:: Objectives ::
1. Answer these questions using the article on Hebrew grace:
(a) What Hebrew word lies behind "steadfast love"?
(b) According to the quoted words from Deuteronomy, what were the Israelites among all peoples?
(c) Which Deuteronomy passage is cited for God loving Israel and keeping his oath?
2. Rewrite the part of the article on Hebrew grace that begins at the words "Hebrew Grace: Eyes" and ends after "and much more.", putting "chesed" in place of "hesed".

:: Extract ::
Hebrew Grace: Eyes to SeeAuthor: Bobby Valentine | Filed under: Grace, Hebrew Bible, Ministry, Mission, Preaching
Contrary to a popular, and persistent, myth God’s grace was not a new revelation in the New Testament. Israel looked upon the Exodus from slavery in Egypt in the same way Christians do the Cross of Calvary. The comparison of Exodus and Cross shows jus how crucial deliverance from bondage is to biblical faith. In the text quoted above from Exodus 15 notice that it is God’s “unfailing love” that leads and redeems Israel. The Hebrew word lying behind “steadfast love” is hesed which is a difficult word to translate into English. It is a powerful word that perhaps means what we understand as grace and unending love compounded together … and much more.
It is absolutely alien to the Hebrew Bible that Israel somehow earned or deserved to be God’s People. According to the First Testament, the Exodus was an act of utter grace on Yahweh’s part. Moses wrote in Deuteronomy that God “did not set his affection” on Israel because they were powerful, numerous “for you were the fewest of all peoples.” No it was not because Israel was the prize of the Ancient Near East rather they were nomadic nobodies! Moses likewise obliterates any notion of Israel’s self-righteousness. The Prophet says it was simply that God “loved you and kept his oath he swore to your forefathers that he brought you out with a mighty hand and redeemed you” (Deuteronomy 7.7-9).

:: Given data ::
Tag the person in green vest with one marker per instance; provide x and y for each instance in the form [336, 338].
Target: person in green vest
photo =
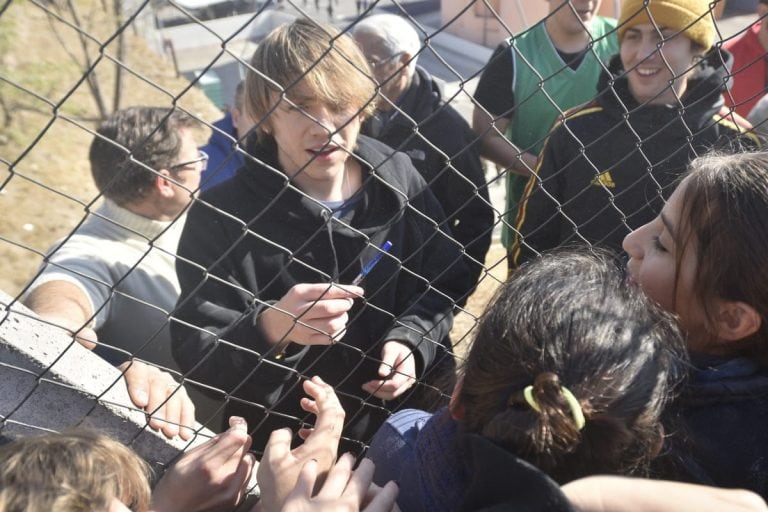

:: Task answers ::
1.
(a) Hesed.
(b) The fewest.
(c) Deuteronomy 7.7-9.

2.
Hebrew Grace: Eyes to SeeAuthor: Bobby Valentine | Filed under: Grace, Hebrew Bible, Ministry, Mission, Preaching
Contrary to a popular, and persistent, myth God’s grace was not a new revelation in the New Testament. Israel looked upon the Exodus from slavery in Egypt in the same way Christians do the Cross of Calvary. The comparison of Exodus and Cross shows jus how crucial deliverance from bondage is to biblical faith. In the text quoted above from Exodus 15 notice that it is God’s “unfailing love” that leads and redeems Israel. The Hebrew word lying behind “steadfast love” is chesed which is a difficult word to translate into English. It is a powerful word that perhaps means what we understand as grace and unending love compounded together … and much more.